**問題**.
**a.** NSTの紹介文にある次の文を英語に訳せ。「栄養サポートチーム(Nutrition Support Team)は、患者さんに適切な栄養管理を行うための多職種で結成されたチームのことです。」
**b.** NSTの紹介文によると、府中病院のNSTで協同して栄養管理を実践しているのはどの職種か。
**c.** NSTの紹介文のうち、「今回はNSTの活動とNSTの専門資格についてご紹介します。」から「て栄養管理を実践しています。」までを、その語句自体も含めて一字も変えずに書き写せ。

**文書の抜粋**.
● ● ● ●

こんにちは、府中病院 管理栄養士の田中です。
当院では、チーム医療の一つとして多職種で栄養サポートチーム(NST)活動を行っています。
今回はNSTの活動とNSTの専門資格についてご紹介します。

栄養サポートチーム(NST)とは?

栄養サポートチーム(Nutrition Support Team)は、患者さんに適切な栄養管理を行うための多職種で結成されたチームのことです。

当院のNSTでは、医師・看護師・薬剤師・臨床検査技師・言語聴覚士・管理栄養士が協同して栄養管理を実践しています。

● ● ● ●

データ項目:
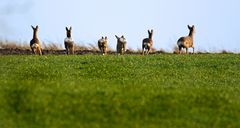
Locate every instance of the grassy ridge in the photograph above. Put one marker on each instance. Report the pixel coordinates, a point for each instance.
(120, 91)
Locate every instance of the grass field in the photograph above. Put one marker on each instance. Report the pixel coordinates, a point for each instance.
(168, 91)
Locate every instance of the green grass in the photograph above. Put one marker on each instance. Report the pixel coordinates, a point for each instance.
(175, 91)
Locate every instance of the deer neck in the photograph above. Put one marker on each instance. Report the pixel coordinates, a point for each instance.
(191, 34)
(35, 35)
(69, 35)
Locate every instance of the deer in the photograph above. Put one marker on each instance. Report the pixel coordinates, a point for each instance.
(187, 42)
(68, 41)
(147, 43)
(35, 43)
(102, 45)
(121, 45)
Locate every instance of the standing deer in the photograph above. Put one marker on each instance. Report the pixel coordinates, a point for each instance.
(35, 43)
(147, 43)
(121, 44)
(102, 45)
(68, 42)
(187, 42)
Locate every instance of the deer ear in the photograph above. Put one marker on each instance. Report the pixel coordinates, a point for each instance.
(149, 32)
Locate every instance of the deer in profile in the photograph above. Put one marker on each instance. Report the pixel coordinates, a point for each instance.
(121, 44)
(68, 41)
(187, 42)
(35, 43)
(102, 45)
(147, 43)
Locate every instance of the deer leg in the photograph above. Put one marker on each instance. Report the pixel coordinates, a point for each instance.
(33, 50)
(179, 49)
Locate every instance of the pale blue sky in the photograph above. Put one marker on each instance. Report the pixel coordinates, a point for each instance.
(217, 21)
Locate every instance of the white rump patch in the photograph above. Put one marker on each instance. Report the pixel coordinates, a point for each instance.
(101, 40)
(68, 40)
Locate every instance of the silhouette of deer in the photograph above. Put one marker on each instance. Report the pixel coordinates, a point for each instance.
(187, 42)
(102, 45)
(121, 44)
(35, 43)
(147, 43)
(68, 41)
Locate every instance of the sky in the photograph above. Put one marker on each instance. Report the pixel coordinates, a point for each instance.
(217, 22)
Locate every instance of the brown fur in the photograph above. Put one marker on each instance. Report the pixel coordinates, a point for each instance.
(68, 42)
(35, 43)
(102, 45)
(187, 42)
(121, 45)
(147, 43)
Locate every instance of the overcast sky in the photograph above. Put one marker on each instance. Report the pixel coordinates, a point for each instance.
(217, 22)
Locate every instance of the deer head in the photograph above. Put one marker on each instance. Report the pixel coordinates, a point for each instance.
(69, 30)
(35, 30)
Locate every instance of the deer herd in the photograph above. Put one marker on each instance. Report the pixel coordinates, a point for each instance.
(147, 43)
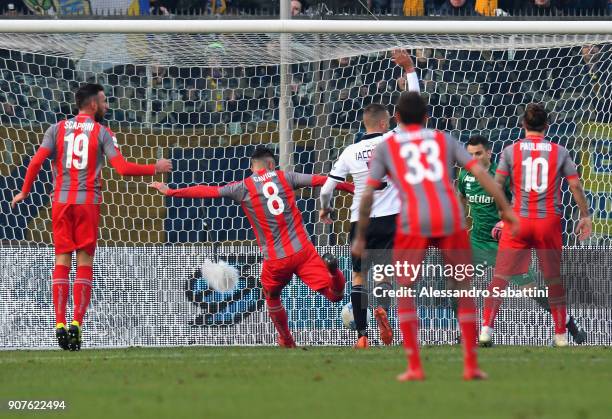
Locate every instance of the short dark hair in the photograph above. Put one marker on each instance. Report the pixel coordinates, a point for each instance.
(412, 108)
(479, 140)
(85, 93)
(535, 117)
(262, 152)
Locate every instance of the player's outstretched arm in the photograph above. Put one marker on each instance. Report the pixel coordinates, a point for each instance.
(126, 168)
(31, 174)
(199, 191)
(319, 180)
(495, 190)
(403, 59)
(327, 192)
(584, 228)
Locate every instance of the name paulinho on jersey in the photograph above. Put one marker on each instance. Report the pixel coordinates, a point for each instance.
(354, 161)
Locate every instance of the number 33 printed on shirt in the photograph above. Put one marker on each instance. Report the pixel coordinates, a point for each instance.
(413, 154)
(536, 174)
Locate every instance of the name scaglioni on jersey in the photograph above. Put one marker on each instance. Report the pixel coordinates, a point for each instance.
(264, 177)
(364, 155)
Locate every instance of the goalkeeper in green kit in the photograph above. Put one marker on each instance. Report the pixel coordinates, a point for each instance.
(485, 217)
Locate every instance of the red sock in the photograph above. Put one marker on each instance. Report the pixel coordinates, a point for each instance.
(61, 290)
(279, 318)
(467, 323)
(81, 291)
(409, 325)
(558, 308)
(491, 303)
(335, 292)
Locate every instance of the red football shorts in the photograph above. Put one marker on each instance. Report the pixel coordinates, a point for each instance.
(541, 234)
(306, 264)
(75, 227)
(455, 248)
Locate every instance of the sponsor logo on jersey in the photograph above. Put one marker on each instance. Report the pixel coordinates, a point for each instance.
(364, 155)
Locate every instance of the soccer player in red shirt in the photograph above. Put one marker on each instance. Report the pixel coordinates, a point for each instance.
(78, 146)
(268, 201)
(421, 164)
(536, 167)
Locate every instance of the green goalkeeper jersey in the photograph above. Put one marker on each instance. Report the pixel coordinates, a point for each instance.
(482, 207)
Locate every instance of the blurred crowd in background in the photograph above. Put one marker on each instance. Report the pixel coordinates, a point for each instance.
(311, 8)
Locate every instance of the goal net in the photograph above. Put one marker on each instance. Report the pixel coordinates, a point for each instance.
(206, 100)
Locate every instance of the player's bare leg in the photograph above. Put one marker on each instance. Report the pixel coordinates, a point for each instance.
(278, 315)
(81, 295)
(61, 292)
(558, 310)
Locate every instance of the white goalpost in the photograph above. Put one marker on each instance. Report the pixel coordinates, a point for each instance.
(205, 93)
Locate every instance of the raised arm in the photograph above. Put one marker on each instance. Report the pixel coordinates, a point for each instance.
(31, 174)
(301, 180)
(199, 191)
(585, 224)
(125, 168)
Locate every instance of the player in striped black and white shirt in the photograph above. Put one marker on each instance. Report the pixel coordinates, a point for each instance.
(354, 161)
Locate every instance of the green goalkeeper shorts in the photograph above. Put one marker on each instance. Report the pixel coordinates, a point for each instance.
(485, 253)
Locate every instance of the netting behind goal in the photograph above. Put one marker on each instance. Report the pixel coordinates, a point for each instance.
(205, 101)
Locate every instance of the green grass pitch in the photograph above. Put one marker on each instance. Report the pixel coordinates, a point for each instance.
(314, 383)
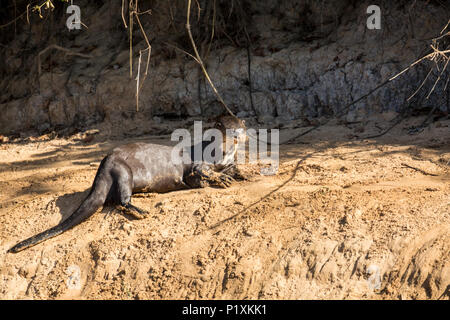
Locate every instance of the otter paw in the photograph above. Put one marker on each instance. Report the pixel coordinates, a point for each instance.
(133, 211)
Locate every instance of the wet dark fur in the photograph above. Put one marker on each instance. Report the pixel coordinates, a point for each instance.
(136, 167)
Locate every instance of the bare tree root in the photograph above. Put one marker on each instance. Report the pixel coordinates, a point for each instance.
(134, 13)
(67, 51)
(200, 61)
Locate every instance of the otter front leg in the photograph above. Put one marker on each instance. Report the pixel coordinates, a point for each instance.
(123, 178)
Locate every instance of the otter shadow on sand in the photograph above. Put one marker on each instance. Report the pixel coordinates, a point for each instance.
(69, 202)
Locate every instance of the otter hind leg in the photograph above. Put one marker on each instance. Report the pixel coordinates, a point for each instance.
(123, 178)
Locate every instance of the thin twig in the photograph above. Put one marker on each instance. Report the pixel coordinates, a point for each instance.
(200, 62)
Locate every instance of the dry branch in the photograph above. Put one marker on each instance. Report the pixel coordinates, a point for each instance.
(54, 46)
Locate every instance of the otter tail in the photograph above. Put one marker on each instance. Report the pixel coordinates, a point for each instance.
(90, 205)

● ● ● ●

**解答**.
**a.** The Nutrition Support Team is a team formed of multiple professions to provide patients with appropriate nutritional management.

**b.** 医師・看護師・薬剤師・臨床検査技師・言語聴覚士・管理栄養士

**c.**
今回はNSTの活動とNSTの専門資格についてご紹介します。

栄養サポートチーム(NST)とは?

栄養サポートチーム(Nutrition Support Team)は、患者さんに適切な栄養管理を行うための多職種で結成されたチームのことです。

当院のNSTでは、医師・看護師・薬剤師・臨床検査技師・言語聴覚士・管理栄養士が協同して栄養管理を実践しています。